**Textabschnitt:**
+--

Aus zwei Primizpredigten
Fürchtet euch also nicht!
Fragmente einer Primizpredigt
Das Wort aus dem heutigen Evangelium (Mt 10,26-33), das ich dir, lieber Neupriester, aber auch uns allen hier laut zurufen und ans Herz legen möchte, ist die Aufforderung Jesu: »Fürchtet euch also nicht!« Jesus will dir und uns allen Mut machen. Wir brauchen keine Angst zu haben vor den Menschen – auch, wenn uns so manche Leute heutzutage nicht mehr verstehen.

+--

**Aufgabe 1:** Gib aus den unten stehenden Zeilen alles von der Zeile mit „# segment the pale pink bud“ bis hinunter zum Ende der Zeilen erneut aus und tausche dabei „pale pink“ gegen „light pink“. Alles andere bleibt unverändert.
Der Textabschnitt und die Zeilen stehen in keinem Zusammenhang miteinander.

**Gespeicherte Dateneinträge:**
+--

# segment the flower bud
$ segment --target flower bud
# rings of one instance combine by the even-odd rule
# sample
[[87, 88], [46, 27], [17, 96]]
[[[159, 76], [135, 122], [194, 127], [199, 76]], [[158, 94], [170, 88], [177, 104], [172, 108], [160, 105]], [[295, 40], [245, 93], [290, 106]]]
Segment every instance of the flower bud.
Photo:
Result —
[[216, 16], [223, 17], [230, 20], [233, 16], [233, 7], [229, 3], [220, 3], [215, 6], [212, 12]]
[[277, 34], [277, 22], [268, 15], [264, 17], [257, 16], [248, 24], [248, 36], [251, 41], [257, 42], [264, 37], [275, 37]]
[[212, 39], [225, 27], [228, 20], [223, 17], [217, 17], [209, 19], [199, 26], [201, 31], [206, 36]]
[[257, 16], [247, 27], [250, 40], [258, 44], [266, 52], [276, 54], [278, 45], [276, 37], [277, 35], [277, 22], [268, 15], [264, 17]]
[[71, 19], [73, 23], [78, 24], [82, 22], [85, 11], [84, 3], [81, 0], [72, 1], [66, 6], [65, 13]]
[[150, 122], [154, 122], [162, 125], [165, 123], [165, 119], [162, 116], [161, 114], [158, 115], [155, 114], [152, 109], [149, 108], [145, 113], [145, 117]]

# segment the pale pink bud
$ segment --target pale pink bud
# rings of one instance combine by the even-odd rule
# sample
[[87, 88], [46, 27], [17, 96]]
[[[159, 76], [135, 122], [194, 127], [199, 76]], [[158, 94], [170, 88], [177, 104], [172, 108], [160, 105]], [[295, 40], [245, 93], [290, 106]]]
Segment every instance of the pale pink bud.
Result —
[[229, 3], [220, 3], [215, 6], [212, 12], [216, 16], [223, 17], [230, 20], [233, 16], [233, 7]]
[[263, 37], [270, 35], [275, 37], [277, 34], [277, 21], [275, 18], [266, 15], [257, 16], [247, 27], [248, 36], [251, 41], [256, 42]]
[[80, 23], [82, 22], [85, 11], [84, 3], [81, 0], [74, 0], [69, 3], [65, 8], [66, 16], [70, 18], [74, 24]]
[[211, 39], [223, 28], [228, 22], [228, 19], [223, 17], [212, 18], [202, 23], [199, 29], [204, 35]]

+--

**Aufgabe 2:** Nenne alle Überschriften, die im Textabschnitt über die Primizpredigt dem eigentlichen Absatz vorangestellt sind.

**Lösung 1:**
# segment the light pink bud
$ segment --target light pink bud
# rings of one instance combine by the even-odd rule
# sample
[[87, 88], [46, 27], [17, 96]]
[[[159, 76], [135, 122], [194, 127], [199, 76]], [[158, 94], [170, 88], [177, 104], [172, 108], [160, 105]], [[295, 40], [245, 93], [290, 106]]]
Segment every instance of the light pink bud.
Result —
[[229, 3], [220, 3], [215, 6], [212, 12], [216, 16], [223, 17], [230, 20], [233, 16], [233, 7]]
[[263, 37], [270, 35], [275, 37], [277, 34], [277, 21], [275, 18], [266, 15], [257, 16], [247, 27], [248, 36], [251, 41], [256, 42]]
[[80, 23], [82, 22], [85, 11], [84, 3], [81, 0], [74, 0], [69, 3], [65, 8], [66, 16], [70, 18], [74, 24]]
[[211, 39], [223, 28], [228, 22], [228, 19], [223, 17], [212, 18], [202, 23], [199, 29], [204, 35]]

**Lösung 2:**
- Aus zwei Primizpredigten
- Fürchtet euch also nicht!
- Fragmente einer Primizpredigt